Complete the following:
(1) Answer these questions from the travel insurance article, one line each:
(a) How much did U.S. travelers spend on travel insurance plans in 2014?
(b) What share of total trip cost do insurance premiums for U.S. travelers range from, according to TravelInsurance.com?
(c) Within how many days does Allianz now process and reimburse all claims?
(2) Extend the travel insurance article with a few more paragraphs that pick up after its last sentence.

Exercise text:
+-------+

Skift Take

Global events during the past year have fundamentally shifted how travelers view insurance and how they want to interact with providers during their trips. What was once overlooked by many U.S. travelers is now largely thought of as necessary, and brands want to make policies easier to digest.

Disease outbreaks and terrorist attacks during the past year have caused many travelers to give more thought to protecting themselves than they have in the past, including buying travel insurance.

U.S. travelers historically chose travel insurance for cancellation reasons if something unexpected happenS before their trip, and mainly for international rather than domestic trips. This is still the dominant reason. But U.S. travelers are increasingly choosing insurance for post-departure protection, said Eman Barhoumeh, Expedia, Inc.‘s senior director of global insurance. They’re more concerned about medical coverage and emergency assistance for international travel or for delayed baggage, for example.

Travel insurance is generally second nature for non-U.S. travelers, particularly when it comes to medical coverage. Canadians and Australians’ medical insurance plans, for instance, generally don’t cover them when they travel abroad. Medical travel insurance has typically been more popular with European than U.S. travelers but the latter are increasingly choosing that coverage too.

Expedia, Inc.’s travel insurance team, for example, has found travelers booking air travel through Expedia.com are three times more likely in 2016 to purchase travel insurance than they were five years ago. Data from the U.S. Travel Insurance Association show travel insurance purchases for U.S. travelers are up by more than 17 percent since 2012. In 2014, U.S. travelers spent $2.2 billion on 24.5 million travel insurance plans covering 33.3 million travelers.

Insurance premiums for U.S. travelers range from six to seven percent of the total trip cost, according to TravelInsurance.com, a site comparing various travel insurance plans, that looked at how much insurance cost travelers for the most popular international destinations during the 2015 holiday season. That generally varies from less than $100 to $400 for the average five- to seven-day trip.

Current events contribute to this shifting consumer behavior, but rising airline change and hotel cancellation fees, for example, also influenced this trend even before the Paris attacks or the Zika virus outbreak.

“Unfortunately Europe used to be one of those places where Americans didn’t think they needed travel insurance but now that’s changed,” said Christina Tunnah, business development and marketing manager for the Americas for World Nomads, a site helping travelers decide what kind of travel insurance they should buy based on their destinations. “That’s not necessarily because of volcanoes or terrorists attacks but also because of cancelled flights and delays that are happening more and more.”

Selling Travel Insurance

Allianz Global Assistance, Allianz’s travel insurance arm which insures 21 million travelers, runs weekly Twitter Chats with travel blogger influencers. It’s found that one of the top reasons why many travelers forgo travel insurance is complex policy language and complicated claims processes. Pitching the benefits in under 140 characters helps with that.

Travelers also want faster claim reimbursements. To simplify matters, Allianz now processes and reimburses all claims within 10 days compared to the weeks or months it used to take.

+-------+

Referring expression data:
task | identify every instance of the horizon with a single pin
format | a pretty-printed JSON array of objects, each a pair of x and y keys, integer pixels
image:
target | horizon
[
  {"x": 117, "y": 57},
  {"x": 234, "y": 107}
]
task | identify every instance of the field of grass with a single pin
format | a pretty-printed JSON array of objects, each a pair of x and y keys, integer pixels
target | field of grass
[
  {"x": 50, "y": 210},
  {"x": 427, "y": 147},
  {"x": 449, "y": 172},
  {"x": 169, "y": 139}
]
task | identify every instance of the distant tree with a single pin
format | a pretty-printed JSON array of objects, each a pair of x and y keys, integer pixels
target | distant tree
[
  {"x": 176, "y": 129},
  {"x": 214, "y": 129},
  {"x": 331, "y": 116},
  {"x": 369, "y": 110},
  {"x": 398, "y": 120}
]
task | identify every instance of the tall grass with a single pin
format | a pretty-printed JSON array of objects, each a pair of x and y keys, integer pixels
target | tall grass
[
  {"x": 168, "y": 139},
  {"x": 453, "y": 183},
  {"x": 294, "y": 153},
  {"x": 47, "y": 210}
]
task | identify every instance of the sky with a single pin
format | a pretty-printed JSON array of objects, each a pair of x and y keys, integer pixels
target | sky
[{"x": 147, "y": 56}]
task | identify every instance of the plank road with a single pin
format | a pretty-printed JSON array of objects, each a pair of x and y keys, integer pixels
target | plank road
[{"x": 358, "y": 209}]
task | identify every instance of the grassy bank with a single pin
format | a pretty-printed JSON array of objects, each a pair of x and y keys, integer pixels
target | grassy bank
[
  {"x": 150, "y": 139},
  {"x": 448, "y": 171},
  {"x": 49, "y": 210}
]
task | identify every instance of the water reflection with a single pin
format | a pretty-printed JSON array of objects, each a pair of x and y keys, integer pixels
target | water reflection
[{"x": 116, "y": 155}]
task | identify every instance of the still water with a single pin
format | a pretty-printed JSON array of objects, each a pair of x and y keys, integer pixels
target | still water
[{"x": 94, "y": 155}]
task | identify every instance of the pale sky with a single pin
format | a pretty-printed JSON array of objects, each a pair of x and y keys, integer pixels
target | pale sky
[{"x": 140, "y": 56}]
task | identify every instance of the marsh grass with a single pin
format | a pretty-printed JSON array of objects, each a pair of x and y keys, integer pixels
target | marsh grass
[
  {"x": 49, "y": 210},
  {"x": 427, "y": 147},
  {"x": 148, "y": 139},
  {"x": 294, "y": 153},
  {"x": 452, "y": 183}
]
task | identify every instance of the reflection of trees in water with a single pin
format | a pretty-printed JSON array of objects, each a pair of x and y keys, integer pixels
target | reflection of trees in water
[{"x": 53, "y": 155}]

+-------+

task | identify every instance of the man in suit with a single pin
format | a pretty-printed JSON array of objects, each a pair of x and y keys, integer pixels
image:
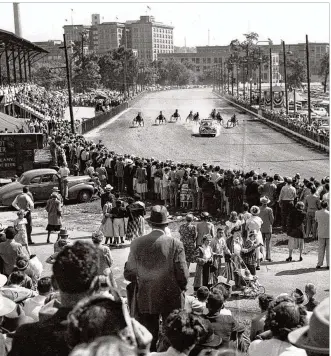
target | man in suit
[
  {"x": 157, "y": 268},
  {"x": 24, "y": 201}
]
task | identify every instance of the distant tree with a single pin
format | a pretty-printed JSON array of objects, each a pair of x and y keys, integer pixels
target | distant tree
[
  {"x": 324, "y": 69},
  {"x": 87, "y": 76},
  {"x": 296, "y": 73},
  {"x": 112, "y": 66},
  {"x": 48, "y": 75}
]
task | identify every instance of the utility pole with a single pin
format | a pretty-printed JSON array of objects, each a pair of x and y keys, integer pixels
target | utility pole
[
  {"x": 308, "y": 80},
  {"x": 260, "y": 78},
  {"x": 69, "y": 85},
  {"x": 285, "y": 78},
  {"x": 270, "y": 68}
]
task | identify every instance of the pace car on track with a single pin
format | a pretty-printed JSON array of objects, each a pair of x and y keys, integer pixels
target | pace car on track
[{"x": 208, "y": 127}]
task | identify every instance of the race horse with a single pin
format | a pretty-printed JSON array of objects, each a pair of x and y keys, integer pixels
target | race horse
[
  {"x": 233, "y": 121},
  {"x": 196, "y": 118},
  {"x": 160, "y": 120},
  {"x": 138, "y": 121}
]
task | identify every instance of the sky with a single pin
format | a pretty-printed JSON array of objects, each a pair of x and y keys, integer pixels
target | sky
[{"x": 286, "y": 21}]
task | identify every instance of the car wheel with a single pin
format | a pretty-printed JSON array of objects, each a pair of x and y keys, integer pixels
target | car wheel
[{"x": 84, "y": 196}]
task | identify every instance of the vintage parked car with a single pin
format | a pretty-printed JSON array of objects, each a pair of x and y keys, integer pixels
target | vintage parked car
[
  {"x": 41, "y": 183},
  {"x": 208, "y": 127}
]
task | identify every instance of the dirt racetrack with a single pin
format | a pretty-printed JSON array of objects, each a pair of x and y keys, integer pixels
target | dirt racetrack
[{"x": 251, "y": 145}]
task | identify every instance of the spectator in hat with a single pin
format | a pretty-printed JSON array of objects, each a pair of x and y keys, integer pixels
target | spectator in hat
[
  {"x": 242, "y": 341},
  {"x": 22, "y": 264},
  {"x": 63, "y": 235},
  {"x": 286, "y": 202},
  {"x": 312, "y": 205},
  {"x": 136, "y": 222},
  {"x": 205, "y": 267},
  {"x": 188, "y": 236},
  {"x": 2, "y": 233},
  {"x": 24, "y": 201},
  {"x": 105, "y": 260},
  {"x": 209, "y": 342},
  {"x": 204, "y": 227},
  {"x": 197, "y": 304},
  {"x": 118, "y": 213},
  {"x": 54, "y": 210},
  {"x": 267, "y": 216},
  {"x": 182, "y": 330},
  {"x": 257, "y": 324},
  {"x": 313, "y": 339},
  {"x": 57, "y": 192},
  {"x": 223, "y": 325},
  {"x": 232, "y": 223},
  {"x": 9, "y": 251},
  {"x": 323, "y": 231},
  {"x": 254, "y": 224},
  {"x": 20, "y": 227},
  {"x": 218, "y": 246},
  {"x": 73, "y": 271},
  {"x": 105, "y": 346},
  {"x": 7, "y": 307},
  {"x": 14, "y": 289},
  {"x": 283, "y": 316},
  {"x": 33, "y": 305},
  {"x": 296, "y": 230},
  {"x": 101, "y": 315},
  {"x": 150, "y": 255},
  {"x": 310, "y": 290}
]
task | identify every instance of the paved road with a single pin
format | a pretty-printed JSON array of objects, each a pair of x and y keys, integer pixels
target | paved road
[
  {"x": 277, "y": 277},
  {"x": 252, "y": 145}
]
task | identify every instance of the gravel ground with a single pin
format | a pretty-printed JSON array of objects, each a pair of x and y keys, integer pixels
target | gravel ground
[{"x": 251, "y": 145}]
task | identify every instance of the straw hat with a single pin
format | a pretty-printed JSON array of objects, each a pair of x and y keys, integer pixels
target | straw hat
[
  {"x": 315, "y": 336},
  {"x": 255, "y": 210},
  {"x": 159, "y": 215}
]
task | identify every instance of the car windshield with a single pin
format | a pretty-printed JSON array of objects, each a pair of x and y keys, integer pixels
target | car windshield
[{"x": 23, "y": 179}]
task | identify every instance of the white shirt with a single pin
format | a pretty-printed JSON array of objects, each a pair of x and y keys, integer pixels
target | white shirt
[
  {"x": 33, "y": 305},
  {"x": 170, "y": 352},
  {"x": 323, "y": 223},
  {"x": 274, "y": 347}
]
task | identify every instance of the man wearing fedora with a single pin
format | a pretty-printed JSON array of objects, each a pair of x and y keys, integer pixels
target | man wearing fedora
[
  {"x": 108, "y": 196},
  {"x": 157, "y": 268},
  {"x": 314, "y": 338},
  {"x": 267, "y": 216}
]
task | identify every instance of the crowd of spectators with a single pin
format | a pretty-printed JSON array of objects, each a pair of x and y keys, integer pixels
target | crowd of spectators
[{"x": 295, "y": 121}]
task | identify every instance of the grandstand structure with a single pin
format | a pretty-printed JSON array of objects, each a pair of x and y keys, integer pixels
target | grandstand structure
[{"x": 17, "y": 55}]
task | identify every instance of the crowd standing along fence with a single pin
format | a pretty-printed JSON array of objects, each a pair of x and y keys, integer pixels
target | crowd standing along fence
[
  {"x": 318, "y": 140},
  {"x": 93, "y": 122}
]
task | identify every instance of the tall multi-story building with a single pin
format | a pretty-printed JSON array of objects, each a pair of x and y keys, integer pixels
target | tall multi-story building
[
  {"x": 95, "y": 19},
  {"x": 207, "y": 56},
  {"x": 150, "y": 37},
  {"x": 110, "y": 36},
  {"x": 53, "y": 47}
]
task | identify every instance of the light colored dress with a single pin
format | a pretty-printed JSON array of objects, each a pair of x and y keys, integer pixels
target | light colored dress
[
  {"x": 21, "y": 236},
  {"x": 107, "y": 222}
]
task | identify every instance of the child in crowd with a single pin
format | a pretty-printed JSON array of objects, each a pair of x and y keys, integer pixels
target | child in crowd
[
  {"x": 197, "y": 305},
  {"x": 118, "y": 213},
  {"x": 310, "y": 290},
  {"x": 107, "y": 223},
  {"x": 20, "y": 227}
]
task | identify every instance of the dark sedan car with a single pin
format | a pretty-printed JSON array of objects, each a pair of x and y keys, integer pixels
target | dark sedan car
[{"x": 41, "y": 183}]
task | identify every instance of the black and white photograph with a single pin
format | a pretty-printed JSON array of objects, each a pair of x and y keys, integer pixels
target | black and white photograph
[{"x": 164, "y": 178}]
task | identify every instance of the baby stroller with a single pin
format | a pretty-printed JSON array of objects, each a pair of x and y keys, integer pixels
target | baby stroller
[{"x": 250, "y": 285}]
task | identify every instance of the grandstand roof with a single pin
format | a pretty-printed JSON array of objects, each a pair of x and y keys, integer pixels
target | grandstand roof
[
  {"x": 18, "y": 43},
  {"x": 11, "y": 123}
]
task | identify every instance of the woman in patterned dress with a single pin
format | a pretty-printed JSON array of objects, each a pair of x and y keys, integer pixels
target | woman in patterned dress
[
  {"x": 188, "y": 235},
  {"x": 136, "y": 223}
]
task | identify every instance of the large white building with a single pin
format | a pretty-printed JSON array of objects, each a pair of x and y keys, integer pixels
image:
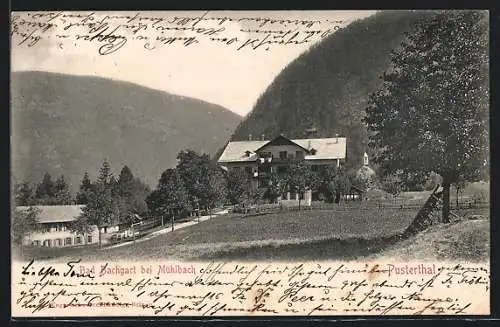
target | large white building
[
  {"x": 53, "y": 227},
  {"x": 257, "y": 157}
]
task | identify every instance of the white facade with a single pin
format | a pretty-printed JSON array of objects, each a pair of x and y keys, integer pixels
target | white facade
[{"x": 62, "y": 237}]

+-------+

Answers for the exercise:
(1)
(a) $2.2 billion
(b) Six to seven percent
(c) 10 days

(2)
It’s also seen more demand from business travelers during the past year and recently signed on with Hickory Global Partners, a company connecting travel management companies with insurance providers, to help fulfill this need.

“Most business travelers aren’t concerned about insurance because their companies are paying for them anyways,” said Dan Durazo, a spokesperson for Allianz Global Assistance. “But they still want to be more protected with everything going on in the world. Our business traveler insurance plans only cover travelers post departure, nothing before the trip, so for things like medical or in-destination emergencies.”

Most travel insurance companies advocate for buying insurance at the time of booking instead of tacking it on at a later date before departure, “The sooner you buy insurance, the sooner your coverage kicks in,” said Durazo. “If you wait you’re risking the chance that you might not be covered.”

Part of why many travelers don’t opt in for insurance is how it’s sold online, often at the very end of the booking funnel directly before purchasing, “It’s very much a grudge purchase at the end,” said Phil Sylvester, a spokesperson for World Nomads. “You’re going through the steps, choosing your flights, various amenities and then at the very end you’re asked ‘oh by the way, here’s insurance if you want to be protected’ and you choose yes or no. There’s often nothing there explaining the value of insurance.”

“We try to put ourselves into the travel lifecycle a little earlier. We start to get the safety message involved earlier in the process. We actually refer to travel insurance in all of our materials as ‘traveling smarter,’ that means also knowing about the culture, the language, the right etiquette and staying safe.”

To Sylvester’s point, general misinformation or lack of education about travel insurance remains the biggest obstacle for brands’ selling it.

“Because travel insurance has different components, our challenge is educating consumers on why they need the product regardless of their motivating factors,” Jeff Rutledge, CEO of AIG Travel, told Skift. “There are certain risks, like medical or security evacuation, for which many travelers do not have ongoing cover, and they need to understand the value of that protection.”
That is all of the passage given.